**RAW DATA**
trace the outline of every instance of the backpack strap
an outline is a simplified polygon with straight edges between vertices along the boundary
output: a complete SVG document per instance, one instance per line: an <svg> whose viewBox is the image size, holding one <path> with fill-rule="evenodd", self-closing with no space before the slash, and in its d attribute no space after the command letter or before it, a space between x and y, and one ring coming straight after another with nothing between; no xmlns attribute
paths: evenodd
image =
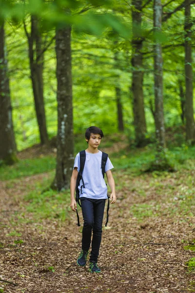
<svg viewBox="0 0 195 293"><path fill-rule="evenodd" d="M78 190L78 186L80 184L80 180L82 180L82 185L81 187L81 193L82 193L82 188L85 188L85 184L83 181L83 179L82 178L82 174L83 171L84 167L85 166L85 160L86 160L86 153L85 150L81 150L79 152L79 157L80 157L80 169L78 173L78 175L77 179L76 182L76 202L78 203L78 205L81 207L81 205L80 204L79 201L79 191ZM78 213L78 211L77 209L77 226L80 226L80 222L79 222L79 218Z"/></svg>
<svg viewBox="0 0 195 293"><path fill-rule="evenodd" d="M107 162L107 160L108 159L108 154L102 152L102 156L101 157L101 171L102 172L102 176L103 176L103 178L104 178L105 168L106 167L106 162ZM108 224L108 219L109 219L109 215L108 214L108 211L109 211L109 209L110 209L109 197L108 195L107 195L107 196L108 196L108 205L107 206L107 211L106 211L106 213L107 213L106 222L106 225L105 225L106 227L107 227L107 224Z"/></svg>
<svg viewBox="0 0 195 293"><path fill-rule="evenodd" d="M83 179L82 178L82 174L83 171L84 167L85 166L85 160L86 160L86 153L85 150L81 150L79 152L80 155L80 170L79 171L79 174L80 177L81 177L81 179L82 180L82 187L83 188L85 188L85 184L84 183ZM81 190L81 193L82 193L82 190Z"/></svg>
<svg viewBox="0 0 195 293"><path fill-rule="evenodd" d="M104 178L105 168L106 167L106 164L108 159L108 154L102 151L102 155L101 157L101 172L102 172L103 178Z"/></svg>
<svg viewBox="0 0 195 293"><path fill-rule="evenodd" d="M86 160L85 151L82 150L81 151L80 151L79 156L80 156L80 170L78 173L78 177L77 177L77 179L76 190L76 202L77 202L77 203L78 203L78 205L80 206L80 207L81 207L81 205L79 202L79 190L78 190L78 188L79 185L80 180L82 180L82 185L81 185L81 186L80 187L80 193L82 193L82 188L85 188L85 184L84 183L83 179L82 176L82 172L83 172L83 171L84 169L84 167L85 166L85 160ZM105 169L105 167L106 167L106 162L107 162L107 160L108 159L108 154L102 152L102 155L101 156L101 172L102 173L102 176L103 176L103 178L104 178ZM109 219L108 211L109 211L109 208L110 208L110 202L109 200L109 197L108 195L108 205L107 205L107 208L106 223L106 225L105 225L106 227L107 226L107 224L108 224L108 219ZM78 223L77 225L78 226L80 226L80 222L79 222L79 218L78 213L77 209L77 220L78 220Z"/></svg>

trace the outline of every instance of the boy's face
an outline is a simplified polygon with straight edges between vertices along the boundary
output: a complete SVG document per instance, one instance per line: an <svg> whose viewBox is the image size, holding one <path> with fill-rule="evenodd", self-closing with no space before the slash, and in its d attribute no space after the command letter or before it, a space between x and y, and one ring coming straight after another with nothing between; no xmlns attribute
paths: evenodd
<svg viewBox="0 0 195 293"><path fill-rule="evenodd" d="M87 142L88 142L88 145L94 148L97 148L101 142L101 137L100 134L95 134L91 133L90 138L88 140L87 138L85 139Z"/></svg>

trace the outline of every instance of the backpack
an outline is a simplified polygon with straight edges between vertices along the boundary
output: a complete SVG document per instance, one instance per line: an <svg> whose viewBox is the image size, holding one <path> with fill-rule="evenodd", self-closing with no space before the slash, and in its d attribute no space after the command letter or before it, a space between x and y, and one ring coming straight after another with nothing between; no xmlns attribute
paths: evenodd
<svg viewBox="0 0 195 293"><path fill-rule="evenodd" d="M82 180L82 185L80 187L80 193L82 193L82 188L85 188L85 184L83 181L83 179L82 176L82 174L84 167L85 166L85 160L86 160L85 150L82 150L81 151L80 151L79 155L80 155L80 170L78 173L78 175L77 178L76 187L76 200L77 203L78 203L80 207L81 207L81 204L80 202L80 200L79 200L79 191L78 190L78 186L79 186L80 180ZM102 155L101 157L101 172L102 173L102 176L103 176L103 178L104 178L105 168L106 167L106 164L107 160L108 159L108 154L106 154L106 153L102 152ZM109 200L109 198L108 195L108 200ZM108 211L109 210L109 208L110 208L110 202L109 202L109 200L108 200L108 206L107 206L107 208L106 223L106 225L105 225L106 227L107 226L107 224L108 224L108 218L109 218ZM78 223L77 225L78 226L80 226L80 222L79 222L79 218L78 213L77 209L76 209L76 210L77 210L77 220L78 220Z"/></svg>

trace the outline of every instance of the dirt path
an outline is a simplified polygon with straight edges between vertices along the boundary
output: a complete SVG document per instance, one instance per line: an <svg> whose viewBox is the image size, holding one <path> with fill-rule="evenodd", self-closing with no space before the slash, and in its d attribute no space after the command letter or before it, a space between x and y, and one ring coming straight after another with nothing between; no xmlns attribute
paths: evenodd
<svg viewBox="0 0 195 293"><path fill-rule="evenodd" d="M45 176L23 178L9 188L6 183L0 183L0 278L18 285L0 282L4 289L0 292L195 292L195 275L187 274L185 265L195 252L184 251L181 241L195 238L194 226L165 214L142 222L131 215L131 205L151 197L157 205L162 199L152 188L147 189L149 176L134 178L131 183L136 188L145 186L146 197L130 191L128 182L118 192L117 203L110 210L109 227L103 229L98 263L102 272L92 274L87 267L76 265L81 234L75 213L70 212L63 223L45 220L39 224L30 214L25 221L22 196L26 186L33 187ZM21 239L23 242L17 243Z"/></svg>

**YOUR OBJECTIVE**
Could you write out all the items above word for word, leaving out the picture?

**EXERCISE SOLUTION**
trace the outline of every instance of the backpack strap
an outline is a simplified polygon with straight edges between vertices along the boundary
output: a complete SVG document per instance, one instance per line: an <svg> whose viewBox is the image size, holding one <path> with fill-rule="evenodd", self-closing with no space before the slash, and in its d attribute no space after the command letter or before it, a space between x and y, and one ring coming straight after another with nothing between; no xmlns attribute
paths: evenodd
image =
<svg viewBox="0 0 195 293"><path fill-rule="evenodd" d="M78 190L78 186L80 184L80 180L82 180L82 185L81 187L81 193L82 193L82 188L85 188L85 184L83 181L83 179L82 178L82 174L83 171L84 167L85 166L85 160L86 160L86 153L85 150L81 150L79 152L79 157L80 157L80 169L78 173L78 175L77 179L76 182L76 202L78 203L78 205L81 207L81 205L80 204L79 201L79 191ZM78 213L78 211L77 209L77 226L80 226L80 222L79 222L79 218Z"/></svg>
<svg viewBox="0 0 195 293"><path fill-rule="evenodd" d="M107 162L107 160L108 159L108 154L102 152L102 156L101 157L101 171L102 172L102 176L103 176L103 178L104 178L105 168L106 167L106 162ZM108 224L108 219L109 219L109 215L108 214L108 211L109 211L109 209L110 209L109 197L108 195L107 195L107 196L108 196L108 205L107 206L107 211L106 211L106 213L107 213L106 222L106 225L105 225L106 227L107 227L107 224Z"/></svg>
<svg viewBox="0 0 195 293"><path fill-rule="evenodd" d="M83 179L82 178L82 174L83 171L84 167L85 166L85 160L86 160L86 153L85 150L81 150L79 152L80 155L80 170L79 171L79 174L80 177L81 177L81 179L82 180L82 187L83 188L85 188L85 184L84 183ZM81 190L81 193L82 193L82 190Z"/></svg>
<svg viewBox="0 0 195 293"><path fill-rule="evenodd" d="M104 178L105 168L106 167L106 164L108 159L108 154L102 151L102 155L101 157L101 172L102 172L103 178Z"/></svg>
<svg viewBox="0 0 195 293"><path fill-rule="evenodd" d="M86 160L85 151L82 150L81 151L80 151L79 156L80 156L80 170L78 173L78 177L77 177L77 179L76 190L76 202L77 202L77 203L78 203L78 205L80 206L80 207L81 207L81 205L79 202L79 190L78 190L78 188L79 185L80 180L82 180L82 185L81 185L81 186L80 187L80 193L82 193L82 188L85 188L85 184L84 183L83 179L82 176L82 172L83 172L83 171L84 169L84 167L85 166L85 160ZM105 169L105 167L106 167L106 162L107 162L107 160L108 159L108 154L102 152L102 155L101 156L101 172L102 173L102 176L103 176L103 178L104 178ZM109 219L108 211L109 211L109 208L110 208L110 202L109 200L109 197L108 195L108 205L107 205L107 208L106 223L106 225L105 225L106 227L107 226L107 224L108 224L108 219ZM78 223L77 225L78 226L80 226L80 222L79 222L79 218L78 213L77 209L77 220L78 220Z"/></svg>

trace the outline of every instance of the boy's face
an outline is a simplified polygon with straight edges between vertices along the boundary
output: a complete SVG document per instance, one instance per line: an <svg> whose viewBox is the image size, holding one <path> with fill-rule="evenodd", self-closing with no space before the slash, and in its d attribute no space after the command letter or before it, a space between x and y, and one ring coming straight after another with nothing between; no xmlns attribute
paths: evenodd
<svg viewBox="0 0 195 293"><path fill-rule="evenodd" d="M87 142L88 142L88 145L94 148L97 148L101 142L101 137L100 134L95 134L91 133L90 138L88 140L87 138L85 139Z"/></svg>

trace the outline of every instance of the backpack
an outline is a simplified polygon with straight edges between vertices along the boundary
output: a complete SVG document per instance, one instance per line: an <svg> whose viewBox is the image size, holding one <path> with fill-rule="evenodd", self-closing with no space before the slash, and in its d attribute no space after the command letter or before it, a space between x and y, and one ring coming straight after another with nothing between; no xmlns attribute
paths: evenodd
<svg viewBox="0 0 195 293"><path fill-rule="evenodd" d="M82 180L82 185L80 187L80 193L82 193L82 188L85 188L85 184L83 181L83 179L82 176L82 174L84 167L85 166L85 160L86 160L85 150L82 150L81 151L80 151L79 155L80 155L80 170L78 173L78 175L77 178L76 187L76 200L77 203L78 203L80 207L81 207L81 204L80 202L80 200L79 200L79 191L78 190L78 186L79 186L80 180ZM102 155L101 157L101 172L102 173L102 176L103 176L103 178L104 178L105 168L106 167L106 164L107 160L108 159L108 154L106 154L106 153L102 152ZM109 200L109 198L108 195L108 200ZM108 211L109 210L109 208L110 208L110 202L109 202L109 200L108 200L108 206L107 206L107 208L106 223L106 225L105 225L106 227L107 226L107 224L108 224L108 218L109 218ZM78 223L77 225L78 226L80 226L80 222L79 222L79 218L78 213L77 209L76 209L76 210L77 210L77 220L78 220Z"/></svg>

trace the outline of every instance of the dirt path
an outline is a simplified polygon with straight edges between vertices along the boundary
output: a complete SVG document per instance, one instance per line: an <svg> whose viewBox is the image size, holding one <path> with fill-rule="evenodd", self-closing with no space before the slash, and in its d attribute no space after the command letter or before it, a space between x and y, and one ring coming straight after another with nothing between; no xmlns attribute
paths: evenodd
<svg viewBox="0 0 195 293"><path fill-rule="evenodd" d="M45 176L23 178L9 188L6 183L0 183L0 278L18 285L0 282L4 289L0 292L195 292L195 275L187 274L185 265L195 252L184 251L181 241L195 238L194 226L165 214L142 222L131 215L131 205L151 197L157 205L162 199L152 188L147 189L149 176L134 178L131 183L136 188L145 186L146 197L130 191L128 182L118 192L117 203L110 210L109 227L103 229L98 263L102 272L92 274L87 267L76 265L81 234L75 213L70 212L63 223L45 220L39 224L30 214L25 221L22 196L26 186L33 187ZM21 239L23 242L17 243Z"/></svg>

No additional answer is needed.